> READING PASSAGE:
________________

At Stage 3, the company moves into young adulthood. It starts to originate, fund and direct proprietary projects of its own until they are much closer to the market. While in most cases, these proprietary projects will still eventually be partnered with commercial collaborators at a much later stage, at this point, the company makes the decisions, bears the risks and captures the rewards.

Since the company now requires even more cash flow for funding its proprietary projects, it will continue or even expand its portfolio of technology/service provision deals. Hence it operates a hybrid business model, continuing the type of business arrangements which were the staple of the previous stage while simultaneously pursuing its own proprietary projects.

Eventually, the company reaches maturity at Stage 4, when its proprietary projects begin to dominate management attention and enterprise man-hours. As a focused product company, its valuation by investors is now founded on anticipated revenues from one or more specific commercial products which are close to (or already on) the market. Operationally, the company continues to concentrate in-house on certain key activities, relying on outsourced service providers and collaborators for other aspects of its value chain. As we will see later in this series of articles, there are a few variants to how this business model can be realized at this stage.

During the second, third or fourth stages, there is always the possibility of the company being acquired by a customer, collaborator or competitor – the probability increasing rapidly as it evolves through stages three and four in particular. Acquisition could happen for both positive or negative reasons. In the former case, one or more of the projects develops huge commercial value and becomes strategically essential for another player to control. In the latter case, the failure of certain projects leads to a loss of investor confidence, enabling an opportunistic acquirer to buy the company and gain control of its platform.

________________

> INPUT DATA:
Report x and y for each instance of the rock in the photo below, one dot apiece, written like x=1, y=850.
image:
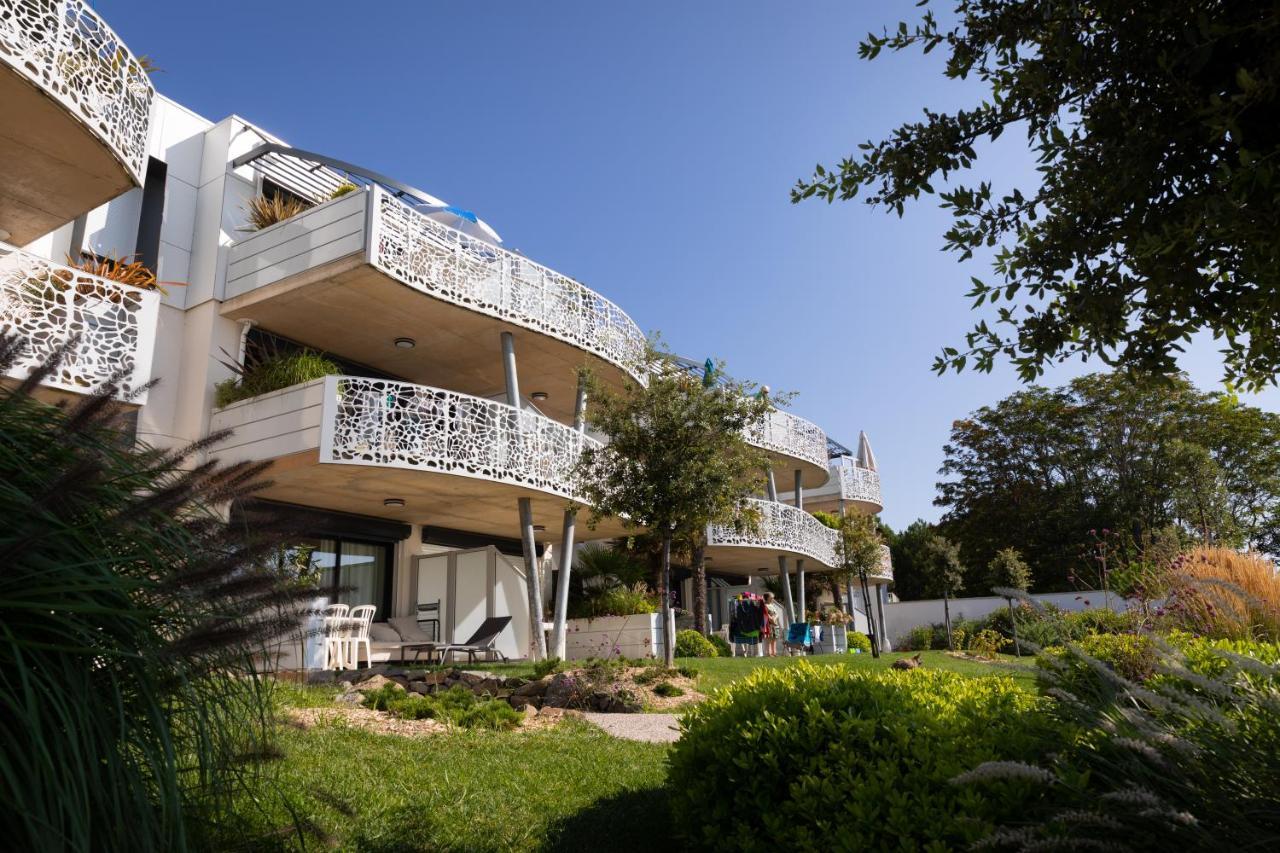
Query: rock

________________

> ACTIONS TO TAKE:
A. Transcribe the passage on a company's growth stages word for word, between "Eventually, the company" and "at this stage.", inclusive.
B. Carry on the passage about a company's stages of development, picking up after its last sentence.

> RESPONSES PER TASK:
A.
Eventually, the company reaches maturity at Stage 4, when its proprietary projects begin to dominate management attention and enterprise man-hours. As a focused product company, its valuation by investors is now founded on anticipated revenues from one or more specific commercial products which are close to (or already on) the market. Operationally, the company continues to concentrate in-house on certain key activities, relying on outsourced service providers and collaborators for other aspects of its value chain. As we will see later in this series of articles, there are a few variants to how this business model can be realized at this stage.

B.
If the company is not acquired by a trade buyer, its original owners will typically engineer a stock market listing via an Initial Public Offering (“IPO”) sometime during the second or third stage, depending on the attractiveness of both the capital markets and its customer and project portfolio at the time.

In a few cases, the company may make it all the way to Stage 5 and become a fully-integrated pharmaceutical or medical technology company, conducting the bulk of its manufacturing, marketing and sales in-house, in addition to continuing the R&D activities which were its roots. Having said that, many companies and their investors find it makes sense to remain as focused product companies i.e. sustained growth in its valuation is not tied to having a complete in-house value chain.

Coming Up Next

In our next instalment of this series, we will look in more detail at the adolescent and early adulthood stages of bioscience platform companies, considering the principal drivers for transition to these stages, and the key success factors during these stages.


The complete 3-part series can be downloaded here as a single pdf document

Author’s Note: The content in this series of articles synthesizes (i) my own experiences working with bioscience platform companies, and (ii) perspectives volunteered by the leaders of such companies. For example, the quotations which appear in this series of articles emerged from an informal workshop I chaired in the summer of 2014 with the leaders of four drug discovery platform companies. Since the meeting took place in a pre-competitive setting under the Chatham House Rule, neither the individuals, their companies nor the quotation attributions can be identified. Nevertheless, all assertions and opinions in this series of articles are mine alone and do not necessarily reflect the views of the four individuals nor their companies.